:: Page excerpt ::
There is a special difficulty in interpreting Census data on Religious Affiliation not only because the question is optional, but because respondents effectively choose, or even invent, the title of the category that they want to belong to. Census officials or individual researchers then have to make difficult decisions to make sense of all the responses.
Compared to other States and Territories NSW is slightly more Christian in population than the average, but in the past fifty years that proportion has declined from about 90% to just over 70%. In that same time Catholics have overtaken Anglicans as the largest religion, while almost all Christian denominations have been steadily declining in numbers. The most significant Christian group that has been increasing its support is the category of ‘Pentecostal’, whose rise has been quite strong, although the numbers are still relatively small (1.1%).
The decline in the proportion of Christians has been taken up to some extent by growth in non-Christian religions, especially Buddhism (2.6%) and Islam (2.6%), along with Hinduism (1.1%) and Judaism (0.6%). Obviously this pattern is closely related to that of migration to the State and to ethnicity, as illustrated elsewhere. However, some distinctions must be made, as has always been the case. Just as it was wrong to assume that all Irish migrants in the 19th Century were Catholic, for a significant proportion were Protestant, so one cannot assume that all immigrants from Lebanon are Muslim, or all from India are Hindu. Most countries of origin have mixed religious populations, and it is often the adherents of minority groups that are most eager to migrate or escape.
The distribution of religious groups is visible not only on maps, but from street level in the many churches and religious buildings that dot the landscape throughout the State. Anglican and Catholic cathedrals compete for attention, while every suburb and country town has a collection of churches and other religious buildings, very often striving to be seen as bigger, more beautiful, or just more showy than the others. More recent arrivals, especially non-Christian religions, have joined in this competition with gusto.
:::
Directive 1. Which lines of the entries below contain the word "neck"? Report each of them in full.
:: Raw data ::
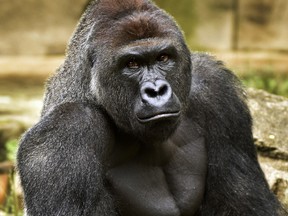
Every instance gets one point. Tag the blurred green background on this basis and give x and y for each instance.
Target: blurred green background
(250, 36)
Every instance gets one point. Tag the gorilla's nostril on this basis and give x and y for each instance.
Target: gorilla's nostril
(163, 90)
(151, 92)
(156, 94)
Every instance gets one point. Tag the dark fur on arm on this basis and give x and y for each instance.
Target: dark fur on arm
(59, 162)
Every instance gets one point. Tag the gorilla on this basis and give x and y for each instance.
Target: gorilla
(134, 124)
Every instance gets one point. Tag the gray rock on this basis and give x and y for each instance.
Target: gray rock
(270, 118)
(270, 130)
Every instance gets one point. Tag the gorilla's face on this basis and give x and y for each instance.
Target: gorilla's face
(145, 86)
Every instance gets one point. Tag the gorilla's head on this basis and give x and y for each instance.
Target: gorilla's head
(141, 71)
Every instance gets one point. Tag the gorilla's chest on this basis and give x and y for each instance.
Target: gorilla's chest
(168, 184)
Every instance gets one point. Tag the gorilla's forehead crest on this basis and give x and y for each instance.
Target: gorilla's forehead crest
(130, 20)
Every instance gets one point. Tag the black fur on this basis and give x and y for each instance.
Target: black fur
(74, 161)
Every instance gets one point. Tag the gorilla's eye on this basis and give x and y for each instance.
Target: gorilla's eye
(163, 58)
(133, 64)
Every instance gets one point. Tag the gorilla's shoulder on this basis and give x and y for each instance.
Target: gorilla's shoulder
(206, 69)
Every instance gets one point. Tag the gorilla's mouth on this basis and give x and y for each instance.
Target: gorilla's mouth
(158, 117)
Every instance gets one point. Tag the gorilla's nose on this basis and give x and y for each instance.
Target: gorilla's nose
(156, 93)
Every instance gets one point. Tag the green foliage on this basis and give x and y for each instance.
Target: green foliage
(268, 81)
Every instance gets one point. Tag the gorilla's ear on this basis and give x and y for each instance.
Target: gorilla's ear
(72, 79)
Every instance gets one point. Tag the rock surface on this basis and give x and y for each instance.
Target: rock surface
(270, 130)
(270, 114)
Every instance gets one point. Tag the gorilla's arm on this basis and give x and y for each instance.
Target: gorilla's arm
(59, 163)
(235, 184)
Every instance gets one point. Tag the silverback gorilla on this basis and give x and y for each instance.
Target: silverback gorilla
(134, 124)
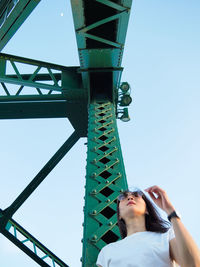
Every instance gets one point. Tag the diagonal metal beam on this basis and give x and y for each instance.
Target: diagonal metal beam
(25, 241)
(41, 175)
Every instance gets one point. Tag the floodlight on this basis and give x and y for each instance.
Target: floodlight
(124, 87)
(125, 116)
(125, 100)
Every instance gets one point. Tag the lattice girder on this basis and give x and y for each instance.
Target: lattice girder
(105, 178)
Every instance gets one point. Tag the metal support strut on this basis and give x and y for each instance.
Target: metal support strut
(105, 178)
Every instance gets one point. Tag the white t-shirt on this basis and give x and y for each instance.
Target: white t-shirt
(142, 249)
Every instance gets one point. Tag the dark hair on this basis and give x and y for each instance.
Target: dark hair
(153, 220)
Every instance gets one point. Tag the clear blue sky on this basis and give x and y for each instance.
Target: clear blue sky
(161, 143)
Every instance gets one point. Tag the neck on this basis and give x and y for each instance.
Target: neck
(136, 224)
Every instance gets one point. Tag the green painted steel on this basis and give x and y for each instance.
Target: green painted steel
(105, 179)
(12, 15)
(49, 91)
(30, 245)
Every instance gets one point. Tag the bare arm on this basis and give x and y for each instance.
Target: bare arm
(183, 249)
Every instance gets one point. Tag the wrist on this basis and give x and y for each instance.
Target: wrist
(170, 210)
(173, 215)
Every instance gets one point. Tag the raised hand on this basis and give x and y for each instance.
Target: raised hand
(160, 198)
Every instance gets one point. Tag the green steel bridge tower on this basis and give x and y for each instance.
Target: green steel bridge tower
(91, 96)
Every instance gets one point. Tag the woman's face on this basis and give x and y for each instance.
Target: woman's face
(132, 205)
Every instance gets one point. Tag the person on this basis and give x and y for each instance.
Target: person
(147, 239)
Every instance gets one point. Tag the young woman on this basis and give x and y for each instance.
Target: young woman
(148, 240)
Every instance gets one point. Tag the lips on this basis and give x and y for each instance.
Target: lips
(131, 202)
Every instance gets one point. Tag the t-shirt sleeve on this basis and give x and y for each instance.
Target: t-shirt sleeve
(101, 261)
(171, 234)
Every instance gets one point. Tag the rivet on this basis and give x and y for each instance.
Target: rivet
(94, 237)
(94, 191)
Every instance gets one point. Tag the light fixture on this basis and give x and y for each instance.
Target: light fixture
(125, 116)
(125, 100)
(124, 87)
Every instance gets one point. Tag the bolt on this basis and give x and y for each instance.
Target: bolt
(94, 174)
(94, 191)
(94, 237)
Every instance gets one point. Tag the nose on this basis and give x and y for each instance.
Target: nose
(130, 197)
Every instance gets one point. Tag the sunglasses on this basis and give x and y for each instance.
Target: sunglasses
(125, 194)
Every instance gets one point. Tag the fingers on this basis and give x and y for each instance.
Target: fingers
(155, 189)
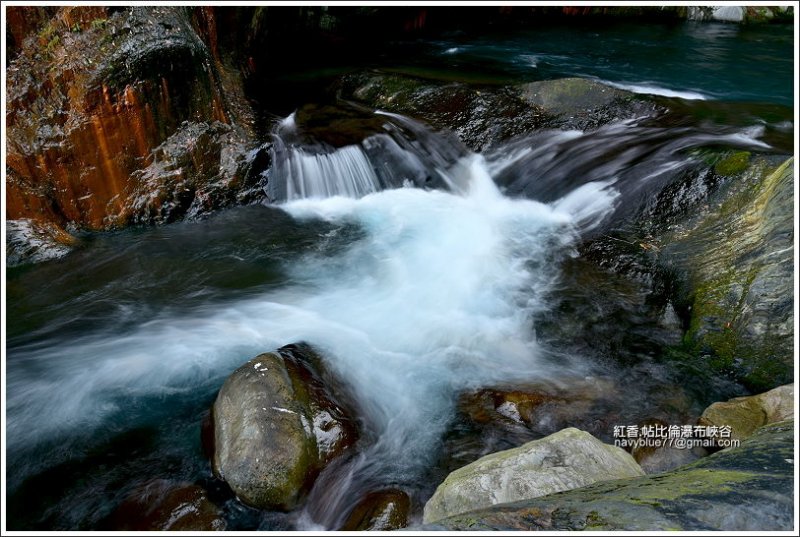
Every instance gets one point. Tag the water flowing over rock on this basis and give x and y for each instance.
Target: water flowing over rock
(355, 153)
(93, 94)
(756, 480)
(737, 258)
(162, 505)
(562, 461)
(29, 241)
(275, 428)
(483, 117)
(746, 414)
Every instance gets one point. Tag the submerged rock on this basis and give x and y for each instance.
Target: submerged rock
(91, 95)
(739, 489)
(275, 427)
(162, 505)
(29, 241)
(562, 461)
(379, 511)
(746, 414)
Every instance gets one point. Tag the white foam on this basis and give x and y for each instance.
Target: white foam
(650, 89)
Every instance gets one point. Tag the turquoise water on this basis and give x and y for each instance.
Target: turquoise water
(700, 60)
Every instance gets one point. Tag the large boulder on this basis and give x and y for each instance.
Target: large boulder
(276, 425)
(737, 260)
(383, 510)
(163, 505)
(562, 461)
(746, 414)
(750, 487)
(93, 92)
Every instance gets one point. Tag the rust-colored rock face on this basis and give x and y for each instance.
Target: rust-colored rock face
(91, 94)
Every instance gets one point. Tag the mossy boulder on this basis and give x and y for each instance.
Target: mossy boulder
(163, 505)
(746, 414)
(568, 459)
(91, 97)
(737, 260)
(750, 487)
(275, 427)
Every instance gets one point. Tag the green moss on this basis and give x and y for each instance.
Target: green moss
(733, 164)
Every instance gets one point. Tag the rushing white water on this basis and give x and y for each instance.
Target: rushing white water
(437, 296)
(653, 89)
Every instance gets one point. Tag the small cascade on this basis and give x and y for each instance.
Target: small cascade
(399, 153)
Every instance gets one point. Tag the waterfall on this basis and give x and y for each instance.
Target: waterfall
(404, 154)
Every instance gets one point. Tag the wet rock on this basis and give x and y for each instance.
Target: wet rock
(163, 505)
(89, 99)
(480, 116)
(736, 258)
(275, 427)
(746, 488)
(577, 102)
(380, 511)
(483, 116)
(200, 168)
(566, 460)
(665, 457)
(543, 408)
(29, 241)
(746, 414)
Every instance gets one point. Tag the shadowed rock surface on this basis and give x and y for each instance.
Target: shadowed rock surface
(275, 428)
(562, 461)
(745, 488)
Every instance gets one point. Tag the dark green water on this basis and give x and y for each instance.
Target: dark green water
(116, 351)
(713, 61)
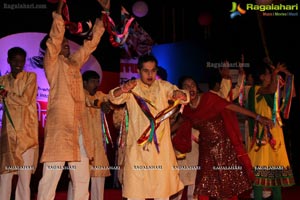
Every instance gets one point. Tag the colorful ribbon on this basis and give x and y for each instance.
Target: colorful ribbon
(123, 129)
(6, 111)
(275, 110)
(242, 92)
(288, 94)
(105, 130)
(116, 39)
(148, 137)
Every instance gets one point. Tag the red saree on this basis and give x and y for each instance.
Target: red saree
(226, 169)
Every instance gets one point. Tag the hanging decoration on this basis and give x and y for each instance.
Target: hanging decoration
(115, 38)
(81, 28)
(140, 9)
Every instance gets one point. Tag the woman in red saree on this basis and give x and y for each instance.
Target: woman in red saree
(226, 169)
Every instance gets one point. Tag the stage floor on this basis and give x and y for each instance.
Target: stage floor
(289, 193)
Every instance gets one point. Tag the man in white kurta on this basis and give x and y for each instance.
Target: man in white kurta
(147, 172)
(19, 137)
(67, 135)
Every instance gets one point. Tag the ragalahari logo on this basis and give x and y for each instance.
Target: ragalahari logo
(236, 10)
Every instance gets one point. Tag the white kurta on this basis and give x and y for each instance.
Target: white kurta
(148, 173)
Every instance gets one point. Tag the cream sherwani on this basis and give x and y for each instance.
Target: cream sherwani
(148, 173)
(21, 103)
(67, 134)
(66, 102)
(100, 166)
(19, 145)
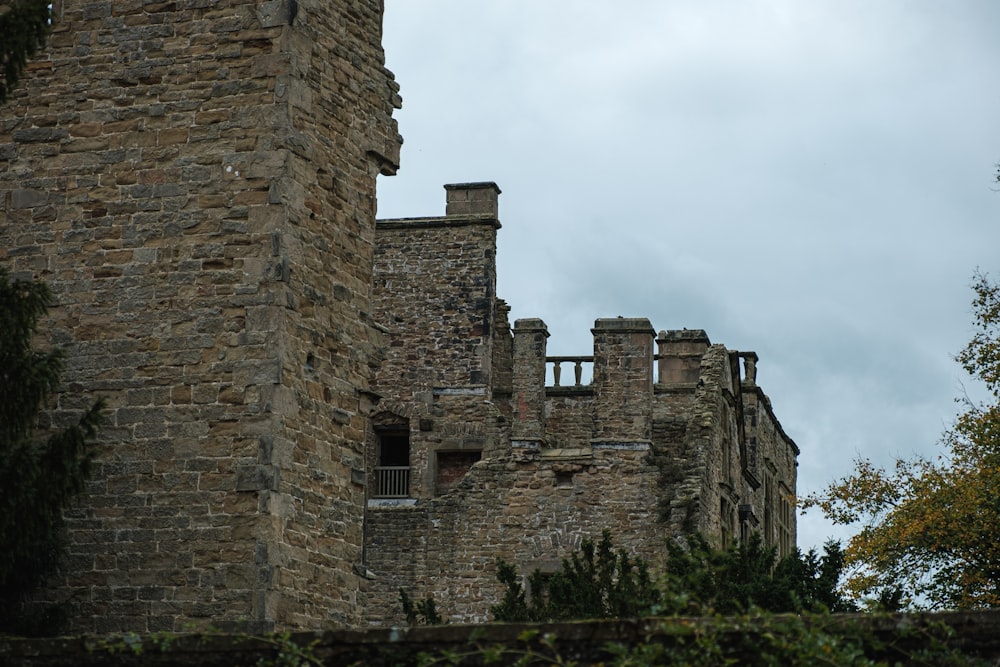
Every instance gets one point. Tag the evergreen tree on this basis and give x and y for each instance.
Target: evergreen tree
(23, 29)
(38, 475)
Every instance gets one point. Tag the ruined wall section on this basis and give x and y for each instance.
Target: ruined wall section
(531, 507)
(435, 295)
(697, 448)
(340, 136)
(773, 459)
(154, 171)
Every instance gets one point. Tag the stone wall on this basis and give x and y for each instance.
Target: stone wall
(654, 447)
(196, 182)
(532, 507)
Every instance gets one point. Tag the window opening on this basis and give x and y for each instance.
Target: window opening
(393, 470)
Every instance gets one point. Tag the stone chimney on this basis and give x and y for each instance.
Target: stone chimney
(472, 199)
(623, 380)
(529, 382)
(680, 354)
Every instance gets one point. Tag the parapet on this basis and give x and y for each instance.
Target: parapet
(472, 199)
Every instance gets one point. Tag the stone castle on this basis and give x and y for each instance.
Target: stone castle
(309, 409)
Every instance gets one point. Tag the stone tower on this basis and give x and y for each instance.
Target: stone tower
(195, 179)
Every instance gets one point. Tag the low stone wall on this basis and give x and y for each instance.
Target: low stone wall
(974, 633)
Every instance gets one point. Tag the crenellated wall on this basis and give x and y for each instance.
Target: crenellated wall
(658, 444)
(196, 182)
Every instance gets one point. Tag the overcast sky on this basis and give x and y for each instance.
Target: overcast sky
(809, 180)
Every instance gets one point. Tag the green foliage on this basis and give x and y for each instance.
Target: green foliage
(598, 582)
(423, 612)
(762, 640)
(595, 582)
(700, 578)
(929, 526)
(23, 29)
(38, 476)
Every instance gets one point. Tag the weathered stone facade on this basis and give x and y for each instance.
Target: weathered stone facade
(196, 182)
(308, 410)
(656, 445)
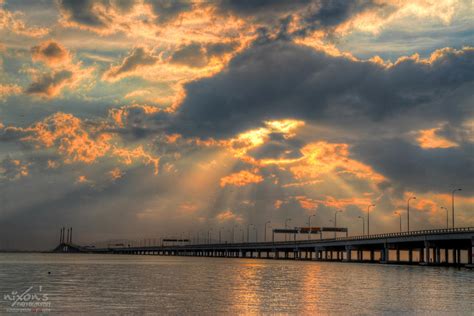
:::
Directive 2. Reproduce the stretch of the passage on religion in NSW from "Compared to other" through "relatively small (1.1%).".

Problem solution 1.
Every instance gets one point. Tag the neck on this basis and give x and y for each instance.
Target: neck

Problem solution 2.
Compared to other States and Territories NSW is slightly more Christian in population than the average, but in the past fifty years that proportion has declined from about 90% to just over 70%. In that same time Catholics have overtaken Anglicans as the largest religion, while almost all Christian denominations have been steadily declining in numbers. The most significant Christian group that has been increasing its support is the category of ‘Pentecostal’, whose rise has been quite strong, although the numbers are still relatively small (1.1%).